WORK TO DO » Gather every line in the records below that contains the string "wing", and copy each one out in full.

(Data records)
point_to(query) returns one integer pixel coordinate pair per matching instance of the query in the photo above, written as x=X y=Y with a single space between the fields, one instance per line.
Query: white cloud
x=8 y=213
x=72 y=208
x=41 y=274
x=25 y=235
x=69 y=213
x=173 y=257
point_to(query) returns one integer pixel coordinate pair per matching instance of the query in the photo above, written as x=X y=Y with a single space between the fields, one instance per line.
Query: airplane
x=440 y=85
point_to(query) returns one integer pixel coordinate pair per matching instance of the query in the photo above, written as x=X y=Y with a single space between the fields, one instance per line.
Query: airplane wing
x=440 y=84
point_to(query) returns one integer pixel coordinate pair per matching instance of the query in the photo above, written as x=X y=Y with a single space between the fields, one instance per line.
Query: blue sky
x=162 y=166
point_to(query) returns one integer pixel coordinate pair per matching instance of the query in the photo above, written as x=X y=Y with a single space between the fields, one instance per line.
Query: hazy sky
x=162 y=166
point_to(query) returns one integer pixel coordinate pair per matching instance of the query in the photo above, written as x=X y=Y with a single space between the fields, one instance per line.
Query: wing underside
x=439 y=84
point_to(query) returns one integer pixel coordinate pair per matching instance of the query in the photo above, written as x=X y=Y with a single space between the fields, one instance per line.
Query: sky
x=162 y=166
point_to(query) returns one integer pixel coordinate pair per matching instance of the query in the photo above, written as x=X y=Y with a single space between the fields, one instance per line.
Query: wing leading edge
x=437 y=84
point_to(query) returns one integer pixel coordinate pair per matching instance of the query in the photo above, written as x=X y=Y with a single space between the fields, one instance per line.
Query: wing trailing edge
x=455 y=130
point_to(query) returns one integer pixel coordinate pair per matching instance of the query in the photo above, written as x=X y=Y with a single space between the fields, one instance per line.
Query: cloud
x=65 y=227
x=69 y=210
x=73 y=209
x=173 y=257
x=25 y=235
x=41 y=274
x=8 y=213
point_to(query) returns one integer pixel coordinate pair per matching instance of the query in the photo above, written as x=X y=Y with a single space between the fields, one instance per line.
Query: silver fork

...

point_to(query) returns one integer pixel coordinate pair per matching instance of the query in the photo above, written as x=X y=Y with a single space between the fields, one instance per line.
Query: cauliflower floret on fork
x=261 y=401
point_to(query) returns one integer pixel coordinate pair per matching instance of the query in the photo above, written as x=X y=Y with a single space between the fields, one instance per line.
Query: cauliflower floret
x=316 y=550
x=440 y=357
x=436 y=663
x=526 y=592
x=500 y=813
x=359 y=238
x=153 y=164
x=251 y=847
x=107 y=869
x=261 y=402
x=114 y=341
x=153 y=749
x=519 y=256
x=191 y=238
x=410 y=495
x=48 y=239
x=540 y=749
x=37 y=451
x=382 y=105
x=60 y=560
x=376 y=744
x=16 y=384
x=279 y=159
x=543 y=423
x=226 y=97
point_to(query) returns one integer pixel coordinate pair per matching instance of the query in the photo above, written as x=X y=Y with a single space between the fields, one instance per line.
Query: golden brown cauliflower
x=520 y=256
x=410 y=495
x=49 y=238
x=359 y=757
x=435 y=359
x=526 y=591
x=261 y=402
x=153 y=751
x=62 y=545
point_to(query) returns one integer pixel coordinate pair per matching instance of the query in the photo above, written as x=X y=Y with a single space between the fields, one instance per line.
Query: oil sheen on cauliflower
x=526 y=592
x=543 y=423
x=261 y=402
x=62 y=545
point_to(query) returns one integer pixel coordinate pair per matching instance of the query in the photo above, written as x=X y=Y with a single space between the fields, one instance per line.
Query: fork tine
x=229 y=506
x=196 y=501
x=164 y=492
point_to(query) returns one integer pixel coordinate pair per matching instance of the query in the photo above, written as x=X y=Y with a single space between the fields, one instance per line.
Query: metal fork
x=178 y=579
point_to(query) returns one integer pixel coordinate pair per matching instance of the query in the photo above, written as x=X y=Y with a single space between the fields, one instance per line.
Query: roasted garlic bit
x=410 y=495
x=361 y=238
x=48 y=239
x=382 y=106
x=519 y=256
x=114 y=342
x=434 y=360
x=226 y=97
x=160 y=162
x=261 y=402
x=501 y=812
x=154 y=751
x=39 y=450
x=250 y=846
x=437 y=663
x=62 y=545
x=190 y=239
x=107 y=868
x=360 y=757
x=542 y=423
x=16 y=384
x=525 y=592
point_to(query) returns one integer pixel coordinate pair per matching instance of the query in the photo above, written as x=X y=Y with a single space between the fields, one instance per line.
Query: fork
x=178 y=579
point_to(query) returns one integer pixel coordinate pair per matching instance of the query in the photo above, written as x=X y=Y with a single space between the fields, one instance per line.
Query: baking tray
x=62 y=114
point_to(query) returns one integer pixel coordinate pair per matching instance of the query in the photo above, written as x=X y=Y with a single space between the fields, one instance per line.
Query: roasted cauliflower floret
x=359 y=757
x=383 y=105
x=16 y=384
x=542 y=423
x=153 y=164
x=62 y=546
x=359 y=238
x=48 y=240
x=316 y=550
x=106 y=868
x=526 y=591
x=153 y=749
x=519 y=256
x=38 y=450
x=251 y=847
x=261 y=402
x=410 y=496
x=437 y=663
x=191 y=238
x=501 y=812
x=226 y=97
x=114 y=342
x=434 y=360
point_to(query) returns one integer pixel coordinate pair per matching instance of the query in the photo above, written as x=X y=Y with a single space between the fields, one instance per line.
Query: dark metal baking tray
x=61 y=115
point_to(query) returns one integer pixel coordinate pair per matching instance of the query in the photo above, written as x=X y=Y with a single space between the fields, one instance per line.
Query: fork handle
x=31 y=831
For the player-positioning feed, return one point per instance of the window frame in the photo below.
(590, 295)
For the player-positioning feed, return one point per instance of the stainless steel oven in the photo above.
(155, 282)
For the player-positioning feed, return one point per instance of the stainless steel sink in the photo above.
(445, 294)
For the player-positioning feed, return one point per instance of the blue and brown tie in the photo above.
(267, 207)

IN RESPONSE »
Query: airplane wing
Query: wing underside
Query: wing leading edge
Query: wing trailing edge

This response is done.